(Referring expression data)
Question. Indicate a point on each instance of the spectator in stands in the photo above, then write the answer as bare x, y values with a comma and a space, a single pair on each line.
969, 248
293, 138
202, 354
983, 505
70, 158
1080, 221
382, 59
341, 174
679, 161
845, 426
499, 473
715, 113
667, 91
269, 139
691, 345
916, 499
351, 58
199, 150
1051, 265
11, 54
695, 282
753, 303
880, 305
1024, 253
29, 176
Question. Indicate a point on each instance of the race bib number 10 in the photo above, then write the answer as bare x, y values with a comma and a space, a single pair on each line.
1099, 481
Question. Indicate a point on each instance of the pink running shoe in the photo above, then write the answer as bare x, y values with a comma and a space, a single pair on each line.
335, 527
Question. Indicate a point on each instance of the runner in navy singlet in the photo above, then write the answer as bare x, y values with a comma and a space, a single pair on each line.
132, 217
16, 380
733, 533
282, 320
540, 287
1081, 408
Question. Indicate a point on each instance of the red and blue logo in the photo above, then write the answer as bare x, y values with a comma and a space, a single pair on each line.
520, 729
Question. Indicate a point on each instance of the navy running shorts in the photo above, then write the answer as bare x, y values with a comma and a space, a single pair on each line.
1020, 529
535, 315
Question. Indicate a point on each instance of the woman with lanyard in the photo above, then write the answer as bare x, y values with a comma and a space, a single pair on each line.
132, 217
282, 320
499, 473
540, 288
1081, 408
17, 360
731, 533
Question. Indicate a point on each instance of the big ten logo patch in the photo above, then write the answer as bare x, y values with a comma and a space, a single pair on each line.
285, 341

**WORK INSTRUCTION**.
Keep to the lines from the one containing "Question. Indicate a point on each instance of the big" to the end of the entries above, and retype them exactly.

**ANSWER SECTION**.
Question. Indicate a point on each instance of the big ten logo patch in the photo above, then write the answer as bare x, y values with a comma and a space, a single pair on each line.
285, 341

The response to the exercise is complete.